* start Selected passage *
In the classification task, we saw that the key for obtaining the best predictions was by the precinct number, as it was a polignomically sepparable variable which allowed us to obtain nearly perfect predictions. However, it may seem pretty ovbious that this classifiers will have issues making this predictions if we removed this variable. This is what we are going to experiment here, we are going to see if classification methods ensembles are capable to deal with this issue.

In [None]:
dataroc_2 = trainClassification_EnsemblesCV(X_Scaled[["Month", "Offense", "Law_Code","Age", "Sex", "Race"]],Y_Encoded, 5, "Borough")

In [None]:
plot_roc_curves_CV(dataroc_2,[0], le_BOROUGH, ['AdaBoost', 'Gradient Boost', 'Stacking', 'Bagging'])

As we can see from the accuracy, models are not very accurate when predicting in which borough a crime has been committed. However, from the ROC curves, we observe that, despite of being a little bit low, we could somehow tackle the problem from a one vs many perspective, as we observe that, when we observe each case, the model is able to differentiate one variable from the rest. We can try this approach by implementing the same method with a binary classification task (where we do not try to tackle all variables but we focus on one label only, getting then four models for each label and ensembling them in a pipeline).
* end Selected passage *
* start Data section *
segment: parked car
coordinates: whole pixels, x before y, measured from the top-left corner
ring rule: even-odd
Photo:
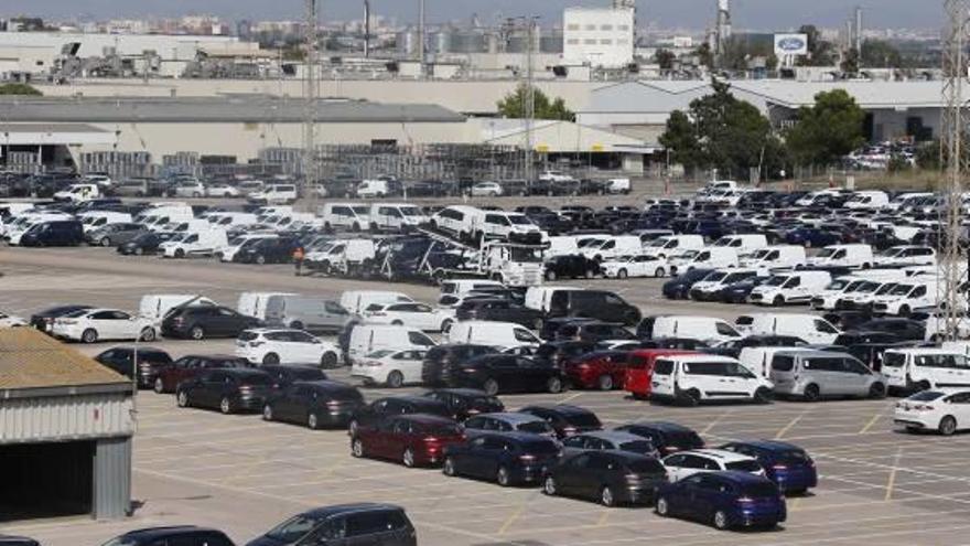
* end Data section *
■ Given problem A:
Answer these questions from the borough classification passage, one line each:
(i) Which variable was the key to nearly perfect predictions in the earlier classification task?
(ii) Which four ensemble methods are named in the call to plot_roc_curves_CV?
(iii) What kind of classification task does the last paragraph propose implementing next?
■ Given problem B:
For each statement, say whether it agrees with the borough classification passage, and quote the words of the passage that decide it.
(i) The models predict the borough of a crime with high accuracy.
(ii) "Race" is one of the features passed to trainClassification_EnsemblesCV.
(iii) The ROC curves indicate that the model can separate each case from the rest.
■ Given problem C:
Proceed with the borough classification passage, starting after its final sentence.

■ Result A:
(i) The precinct number.
(ii) AdaBoost, Gradient Boost, Stacking and Bagging.
(iii) A binary classification task that focuses on one label only, giving four models for each label, which are then ensembled in a pipeline.

■ Result B:
(i) No: "models are not very accurate when predicting in which borough a crime has been committed"
(ii) Yes: X_Scaled[["Month", "Offense", "Law_Code","Age", "Sex", "Race"]]
(iii) Yes: "the model is able to differentiate one variable from the rest"

■ Result C:
In [None]:
from sklearn.preprocessing import LabelBinarizer
from sklearn.metrics import plot_roc_curve

In [None]:
def trainClassification_OVM_EnsemblesCV(X,Y,numclasses, ylabel):
    #We define the KFOLD separator
    cv = StratifiedKFold(n_splits=10)
    
    #Some utility variables that will be useful during our train/test process
    mean_score_adaboost = 0
    mean_score_gradientboost = 0
    mean_score_stacking = 0
    mean_score_bagging = 0
    iteration = 0
    
    #I would like to know the F1 scores of the models, as precission and recall are important when predicting
    #the targetted label we want to describe
    f1_scores_adaboost = []
    f1_scores_gradientboost = []
    f1_scores_stacking = []
    f1_scores_bagging = []
    
    # I will also store all the historic variables of the models to obtain a ROC curve for each fold and method
    roc_curve_adaboost = []
    roc_curve_gradientboost = []
    roc_curve_stacking = []
    roc_curve_bagging = []
    
    roc_curve_data = []
    
    for train_idx, test_idx in cv.split(X,Y):
        #Split into train_test datasets
        x_train, y_train = X.iloc[train_idx], Y.iloc[train_idx]
        x_test, y_test = X.iloc[test_idx], Y.iloc[test_idx]
        
        model_adaboost = AdaBoostClassifier(n_estimators = 10)
        model_gradientBoost = GradientBoostingClassifier(n_estimators = 10, learning_rate=0.8)
        stacking_classifiers = [('lr', LogisticRegression(C=100, max_iter=10000)), ('knn', KNeighborsClassifier(n_neighbors=5)), ('tree', DecisionTreeClassifier())]
        model_stacking = StackingClassifier(estimators= stacking_classifiers, final_estimator = LogisticRegression(C=100, max_iter=10000), cv=10)
        model_bagging = BaggingClassifier(DecisionTreeClassifier(max_depth=10),n_estimators=10, max_samples=0.5, max_features=0.5)
        #model_SVMK = SVC(gamma="auto", C=10000)
        
        #Train step
        model_adaboost.fit(x_train, y_train[ylabel].ravel())
        model_gradientBoost.fit(x_train, y_train[ylabel].ravel())
        model_stacking.fit(x_train, y_train[ylabel].ravel())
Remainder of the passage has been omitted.